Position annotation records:
▼

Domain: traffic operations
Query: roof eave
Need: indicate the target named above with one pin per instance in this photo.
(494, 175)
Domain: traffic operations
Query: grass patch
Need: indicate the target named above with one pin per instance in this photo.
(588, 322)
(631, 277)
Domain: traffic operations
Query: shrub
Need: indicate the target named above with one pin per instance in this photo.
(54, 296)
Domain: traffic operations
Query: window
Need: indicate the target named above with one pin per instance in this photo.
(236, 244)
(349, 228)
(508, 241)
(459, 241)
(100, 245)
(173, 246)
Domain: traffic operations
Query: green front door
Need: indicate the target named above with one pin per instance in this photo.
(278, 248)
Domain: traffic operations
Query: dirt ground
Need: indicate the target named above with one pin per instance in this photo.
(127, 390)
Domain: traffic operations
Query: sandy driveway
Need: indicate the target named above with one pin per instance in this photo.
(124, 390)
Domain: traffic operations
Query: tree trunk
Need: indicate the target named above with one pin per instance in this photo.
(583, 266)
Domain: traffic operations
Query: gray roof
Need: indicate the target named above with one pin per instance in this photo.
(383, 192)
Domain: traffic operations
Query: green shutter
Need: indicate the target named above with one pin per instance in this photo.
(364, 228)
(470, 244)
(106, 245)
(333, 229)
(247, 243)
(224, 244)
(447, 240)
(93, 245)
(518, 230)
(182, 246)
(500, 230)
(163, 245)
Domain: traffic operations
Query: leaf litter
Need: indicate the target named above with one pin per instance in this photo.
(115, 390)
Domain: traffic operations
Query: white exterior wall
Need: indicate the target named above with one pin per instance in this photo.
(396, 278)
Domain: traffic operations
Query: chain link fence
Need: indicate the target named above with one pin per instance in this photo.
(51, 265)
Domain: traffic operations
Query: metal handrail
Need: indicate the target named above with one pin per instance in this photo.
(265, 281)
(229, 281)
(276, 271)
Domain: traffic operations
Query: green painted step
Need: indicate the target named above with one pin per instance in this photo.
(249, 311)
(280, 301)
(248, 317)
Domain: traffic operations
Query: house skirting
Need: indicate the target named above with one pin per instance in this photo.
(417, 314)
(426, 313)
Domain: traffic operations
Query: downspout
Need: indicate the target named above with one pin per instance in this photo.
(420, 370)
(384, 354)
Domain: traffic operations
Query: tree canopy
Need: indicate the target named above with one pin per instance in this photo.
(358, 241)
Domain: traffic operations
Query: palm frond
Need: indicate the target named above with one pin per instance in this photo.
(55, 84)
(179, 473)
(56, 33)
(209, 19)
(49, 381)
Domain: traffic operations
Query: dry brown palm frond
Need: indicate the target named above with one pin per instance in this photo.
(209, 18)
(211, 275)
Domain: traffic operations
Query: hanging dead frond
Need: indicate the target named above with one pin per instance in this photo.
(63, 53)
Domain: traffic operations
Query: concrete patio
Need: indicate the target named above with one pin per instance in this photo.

▲

Stated exercise: List every line from the listing above that contains the string "frond". Case counts.

Output of the task:
Query: palm frond
Query: dry brown palm frond
Query: hanging dead frond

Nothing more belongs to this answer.